- **Input material**
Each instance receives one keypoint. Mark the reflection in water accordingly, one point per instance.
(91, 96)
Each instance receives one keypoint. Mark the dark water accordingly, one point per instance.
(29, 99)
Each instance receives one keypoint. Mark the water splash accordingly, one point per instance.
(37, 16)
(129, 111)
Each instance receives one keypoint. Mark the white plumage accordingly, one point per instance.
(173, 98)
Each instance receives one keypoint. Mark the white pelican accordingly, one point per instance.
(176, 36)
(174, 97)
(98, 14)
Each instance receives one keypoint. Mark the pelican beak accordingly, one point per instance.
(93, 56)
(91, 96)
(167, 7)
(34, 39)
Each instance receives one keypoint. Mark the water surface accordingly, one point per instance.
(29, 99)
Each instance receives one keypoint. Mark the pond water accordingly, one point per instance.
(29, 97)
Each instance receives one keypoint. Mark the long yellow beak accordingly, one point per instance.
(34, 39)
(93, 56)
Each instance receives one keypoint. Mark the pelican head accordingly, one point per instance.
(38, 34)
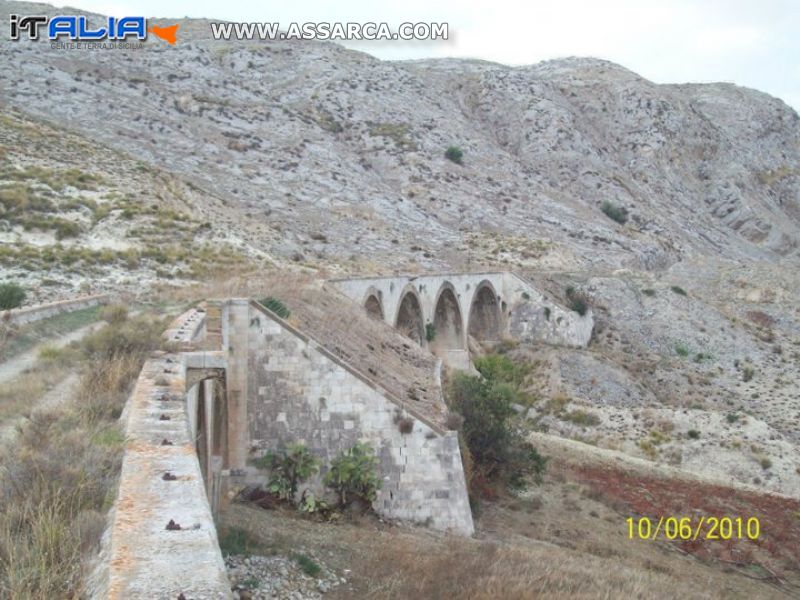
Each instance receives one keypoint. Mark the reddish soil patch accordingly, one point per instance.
(777, 548)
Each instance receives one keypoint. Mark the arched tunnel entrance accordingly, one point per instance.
(484, 315)
(448, 323)
(209, 424)
(374, 307)
(409, 318)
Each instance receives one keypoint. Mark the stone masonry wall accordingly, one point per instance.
(297, 392)
(29, 314)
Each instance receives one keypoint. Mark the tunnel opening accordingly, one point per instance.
(409, 318)
(374, 307)
(484, 315)
(447, 322)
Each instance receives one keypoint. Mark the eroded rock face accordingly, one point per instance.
(300, 138)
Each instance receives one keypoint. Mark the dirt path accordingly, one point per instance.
(17, 365)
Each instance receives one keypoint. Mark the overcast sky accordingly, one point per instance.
(755, 43)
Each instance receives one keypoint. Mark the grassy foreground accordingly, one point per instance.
(59, 479)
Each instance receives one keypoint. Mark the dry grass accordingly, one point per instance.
(17, 395)
(548, 548)
(59, 479)
(487, 570)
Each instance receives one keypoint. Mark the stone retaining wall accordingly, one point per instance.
(146, 559)
(30, 314)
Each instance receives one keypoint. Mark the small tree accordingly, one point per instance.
(11, 295)
(455, 154)
(288, 468)
(614, 212)
(430, 332)
(354, 474)
(276, 306)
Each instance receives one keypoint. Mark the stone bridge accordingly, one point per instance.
(444, 312)
(241, 381)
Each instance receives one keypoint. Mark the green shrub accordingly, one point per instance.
(66, 229)
(678, 290)
(288, 468)
(614, 212)
(12, 295)
(499, 367)
(578, 302)
(307, 564)
(494, 445)
(430, 332)
(135, 336)
(233, 540)
(455, 154)
(582, 417)
(354, 475)
(682, 350)
(114, 314)
(276, 306)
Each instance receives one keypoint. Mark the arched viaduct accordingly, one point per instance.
(440, 312)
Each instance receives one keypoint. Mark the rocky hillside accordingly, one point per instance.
(329, 157)
(675, 209)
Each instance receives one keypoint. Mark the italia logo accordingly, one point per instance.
(77, 28)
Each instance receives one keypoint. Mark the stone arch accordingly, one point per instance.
(410, 321)
(447, 320)
(373, 304)
(484, 314)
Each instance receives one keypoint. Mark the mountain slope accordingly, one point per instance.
(332, 156)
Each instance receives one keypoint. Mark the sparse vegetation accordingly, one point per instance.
(455, 154)
(682, 350)
(678, 290)
(354, 475)
(288, 468)
(12, 295)
(308, 565)
(614, 212)
(494, 446)
(276, 306)
(577, 301)
(430, 332)
(58, 479)
(582, 417)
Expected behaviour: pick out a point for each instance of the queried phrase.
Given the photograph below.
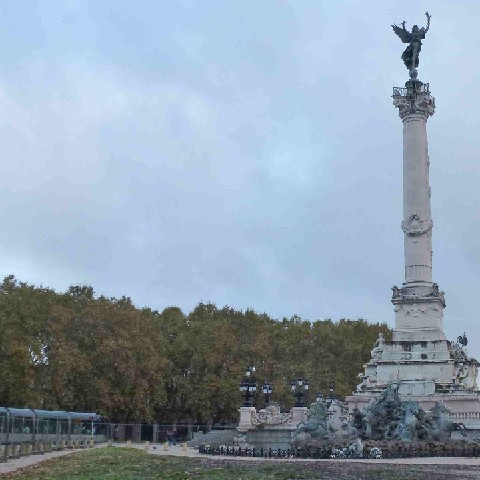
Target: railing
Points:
(404, 91)
(371, 449)
(461, 416)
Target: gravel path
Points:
(22, 462)
(434, 467)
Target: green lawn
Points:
(131, 464)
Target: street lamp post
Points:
(248, 387)
(331, 390)
(299, 391)
(267, 392)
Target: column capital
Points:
(414, 100)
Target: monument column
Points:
(418, 304)
(415, 106)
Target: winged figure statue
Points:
(413, 38)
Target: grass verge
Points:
(132, 464)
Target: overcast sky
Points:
(245, 153)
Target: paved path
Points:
(180, 451)
(26, 461)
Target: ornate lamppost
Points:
(331, 390)
(248, 387)
(267, 392)
(299, 391)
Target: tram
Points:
(24, 425)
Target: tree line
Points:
(76, 351)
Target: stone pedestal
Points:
(299, 415)
(245, 422)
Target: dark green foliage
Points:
(77, 351)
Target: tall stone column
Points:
(419, 303)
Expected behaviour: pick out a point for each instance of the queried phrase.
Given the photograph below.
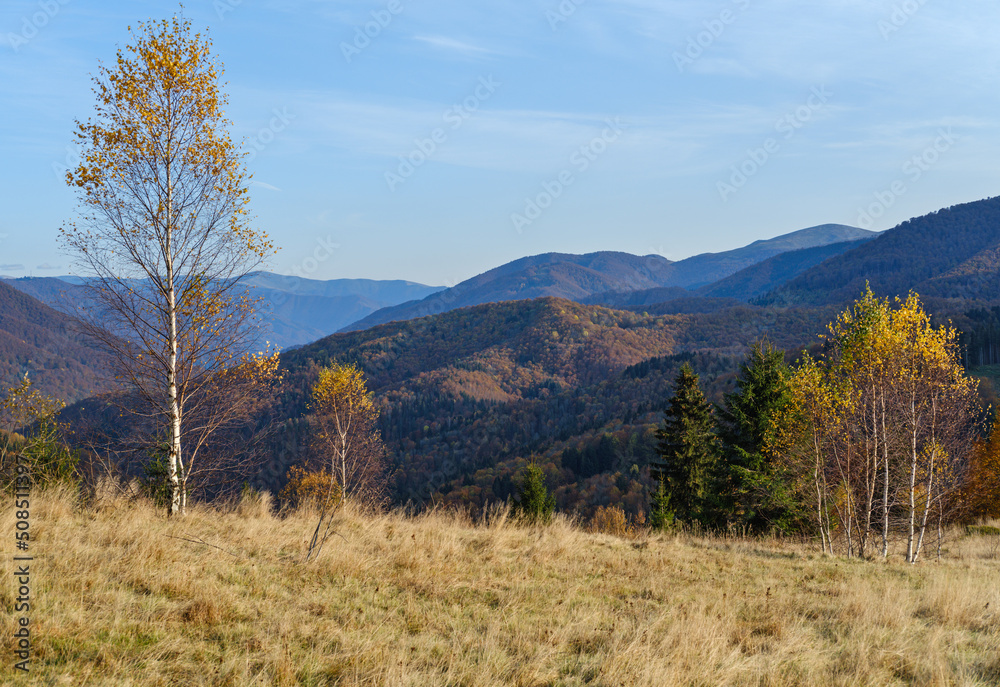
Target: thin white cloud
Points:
(265, 186)
(446, 43)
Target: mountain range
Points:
(470, 393)
(584, 278)
(295, 310)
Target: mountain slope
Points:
(39, 341)
(765, 276)
(296, 310)
(552, 274)
(701, 270)
(951, 253)
(581, 277)
(467, 394)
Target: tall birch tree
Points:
(162, 236)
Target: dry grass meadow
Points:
(121, 598)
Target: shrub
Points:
(612, 520)
(306, 488)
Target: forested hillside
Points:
(40, 342)
(469, 396)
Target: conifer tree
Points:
(752, 487)
(688, 449)
(536, 504)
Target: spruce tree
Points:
(536, 504)
(753, 489)
(688, 451)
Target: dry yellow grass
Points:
(434, 600)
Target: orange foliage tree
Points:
(164, 242)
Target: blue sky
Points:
(431, 140)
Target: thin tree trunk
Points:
(913, 482)
(174, 408)
(885, 486)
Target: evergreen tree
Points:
(751, 488)
(688, 451)
(536, 504)
(660, 515)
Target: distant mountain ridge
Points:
(581, 277)
(953, 253)
(295, 310)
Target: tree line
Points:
(878, 439)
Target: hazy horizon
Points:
(430, 143)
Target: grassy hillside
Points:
(123, 596)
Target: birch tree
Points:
(347, 441)
(162, 236)
(888, 416)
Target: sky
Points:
(432, 140)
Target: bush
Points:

- **Set exercise**
Leave out the pictures and return every record word for word.

- **Output for this exercise**
Each instance receives one keypoint. Mark the reflection in water accordingly, one point per instance.
(91, 96)
Each instance receives one keypoint. Mark the dark water accordingly, one point per instance.
(29, 99)
Each instance receives one keypoint. Mark the water splash accordingly, one point per instance.
(37, 16)
(129, 111)
Each instance receives one keypoint. Mark the white plumage accordingly, one point per instance.
(173, 98)
Each instance receives one keypoint. Mark the white pelican accordingly, one point per instance.
(176, 36)
(174, 97)
(98, 14)
Each instance receives one keypoint. Mark the pelican beak accordingly, one point per instance.
(93, 56)
(91, 96)
(167, 7)
(34, 39)
Each instance receives one keypoint. Mark the water surface accordingly, one point per instance.
(29, 99)
Each instance receives one keypoint. Mark the pond water accordingly, one point per instance.
(29, 97)
Each instance receives one keypoint. Mark the long yellow beak accordingly, one point per instance.
(34, 39)
(93, 56)
Each instance receives one keypoint. Mark the pelican head accordingly, one point per instance.
(38, 34)
Each instance receives one keypoint. Mark the reddish soil patch accordingly, one point per instance.
(777, 548)
Each instance receives one keypoint. Mark the arched tunnel entrance accordingly, one point per instance.
(484, 315)
(448, 323)
(209, 424)
(374, 307)
(409, 318)
Each instance receives one keypoint. Mark the stone masonry wall accordingly, one point per instance.
(297, 392)
(29, 314)
Each instance receives one keypoint. Mark the tunnel opening accordingly, one point per instance.
(409, 318)
(374, 307)
(484, 315)
(447, 322)
Each instance receives one keypoint. Mark the eroded rock face accordingly, one point per instance.
(300, 138)
Each instance receives one keypoint. Mark the dirt path accordingly, one point per instance.
(17, 365)
Each instance receives one keypoint. Mark the overcast sky accordingly, one point per instance.
(755, 43)
Each instance receives one keypoint. Mark the grassy foreground accordingly, one point per instance.
(59, 479)
Each instance receives one keypoint. Mark the dry grass accordingly, one point per instance.
(17, 395)
(548, 548)
(59, 479)
(487, 570)
Each instance receives one keypoint. Mark the stone retaining wall accordingly, one point per instance.
(146, 559)
(30, 314)
Each instance receives one keypoint. Mark the small tree accordingly, one point per instance.
(11, 295)
(455, 154)
(288, 468)
(614, 212)
(430, 332)
(354, 474)
(276, 306)
Each instance receives one keypoint. Mark the stone bridge accordingly, one point per instance.
(444, 312)
(241, 381)
Each instance receives one keypoint. Mark the green shrub accordingly, one point per instance.
(66, 229)
(678, 290)
(288, 468)
(614, 212)
(12, 295)
(499, 367)
(578, 302)
(307, 564)
(494, 445)
(430, 332)
(135, 336)
(233, 540)
(455, 154)
(582, 417)
(354, 475)
(682, 350)
(114, 314)
(276, 306)
Each instance receives one keypoint. Mark the arched viaduct accordingly, one point per instance.
(440, 312)
Each instance receives one keypoint. Mark the rocky hillside accordingly, one point per instance.
(329, 157)
(675, 209)
Each instance receives one keypoint. Mark the italia logo accordingly, one point per instance.
(77, 28)
Each instance receives one keypoint. Mark the stone arch accordingly, one point per instance.
(410, 321)
(447, 320)
(373, 304)
(484, 314)
Each instance receives one keypoint. Mark the mountain slope accordingly, one point per instance.
(332, 156)
Each instance receives one keypoint. Mark the sparse vegetation accordingly, one point per instance.
(455, 154)
(682, 350)
(678, 290)
(354, 475)
(288, 468)
(12, 295)
(308, 565)
(614, 212)
(494, 446)
(276, 306)
(577, 301)
(430, 332)
(58, 479)
(582, 417)
Expected behaviour: pick out a point for each instance of the queried phrase.
Given the photograph below.
Target: railing
Points:
(404, 91)
(371, 449)
(461, 416)
Target: gravel path
Points:
(22, 462)
(434, 467)
Target: green lawn
Points:
(131, 464)
Target: street lamp post
Points:
(248, 387)
(331, 390)
(299, 391)
(267, 392)
Target: column capital
Points:
(414, 100)
Target: monument column
Points:
(418, 304)
(415, 106)
Target: winged figure statue
Points:
(413, 38)
Target: grass verge
Points:
(132, 464)
Target: overcast sky
Points:
(245, 153)
Target: paved path
Points:
(180, 451)
(26, 461)
Target: ornate lamppost
Points:
(331, 390)
(248, 387)
(267, 392)
(299, 391)
Target: tram
Points:
(24, 425)
Target: tree line
Points:
(76, 351)
Target: stone pedestal
Points:
(299, 415)
(245, 422)
Target: dark green foliage
Points:
(77, 351)
Target: tall stone column
Points:
(419, 303)
Expected behaviour: pick out a point for each instance of the queried phrase.
Given the photograph below.
Target: thin white cloud
Points:
(265, 186)
(446, 43)
Target: mountain range
Points:
(470, 393)
(584, 278)
(295, 310)
Target: mountain slope
Points:
(39, 341)
(765, 276)
(296, 310)
(552, 274)
(701, 270)
(951, 253)
(581, 277)
(467, 394)
Target: tall birch tree
Points:
(162, 236)
Target: dry grass meadow
Points:
(121, 598)
Target: shrub
Points:
(612, 520)
(306, 488)
Target: forested hillside
Points:
(40, 342)
(469, 396)
Target: conifer tree
Points:
(752, 487)
(688, 449)
(536, 504)
Target: spruce tree
Points:
(536, 504)
(753, 489)
(688, 451)
Target: dry yellow grass
Points:
(434, 600)
Target: orange foliage tree
Points:
(164, 242)
Target: blue sky
Points:
(431, 140)
Target: thin tree trunk
Points:
(913, 482)
(174, 408)
(885, 486)
Target: evergreen tree
Points:
(751, 488)
(688, 451)
(536, 504)
(660, 515)
Target: distant mountain ridge
Points:
(581, 277)
(953, 253)
(295, 310)
Target: tree line
Points:
(878, 439)
Target: hazy horizon
Points:
(430, 143)
Target: grassy hillside
Points:
(123, 596)
Target: birch tree
Points:
(347, 441)
(162, 236)
(888, 416)
Target: sky
Points:
(432, 140)
Target: bush
Points:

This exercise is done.